## Activity
This exercise calls for printing every record exactly once more.

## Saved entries

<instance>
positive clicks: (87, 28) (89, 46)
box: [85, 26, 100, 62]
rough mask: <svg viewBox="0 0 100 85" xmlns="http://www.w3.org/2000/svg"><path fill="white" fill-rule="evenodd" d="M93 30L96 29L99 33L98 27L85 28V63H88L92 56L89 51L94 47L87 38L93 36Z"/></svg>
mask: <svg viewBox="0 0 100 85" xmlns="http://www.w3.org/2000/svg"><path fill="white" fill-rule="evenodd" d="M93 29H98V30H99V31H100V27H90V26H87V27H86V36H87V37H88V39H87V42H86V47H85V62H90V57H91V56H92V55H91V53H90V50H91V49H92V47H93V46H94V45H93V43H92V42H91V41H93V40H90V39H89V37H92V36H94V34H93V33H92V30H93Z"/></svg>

## Response for this exercise
<instance>
positive clicks: (87, 28) (89, 46)
box: [85, 26, 100, 62]
rough mask: <svg viewBox="0 0 100 85" xmlns="http://www.w3.org/2000/svg"><path fill="white" fill-rule="evenodd" d="M93 30L96 29L99 33L98 27L85 28V63H88L92 56L89 51L94 47L87 38L93 36Z"/></svg>
mask: <svg viewBox="0 0 100 85" xmlns="http://www.w3.org/2000/svg"><path fill="white" fill-rule="evenodd" d="M93 29H98V30H99V31H100V27H90V26H87V27H86V36H87V37H88V39H87V42H86V47H85V62H90V57H91V56H92V55H91V53H90V50H91V49H92V47H93V46H94V45H93V43H92V42H91V41H93V40H90V39H89V37H92V36H94V34H93V33H92V30H93Z"/></svg>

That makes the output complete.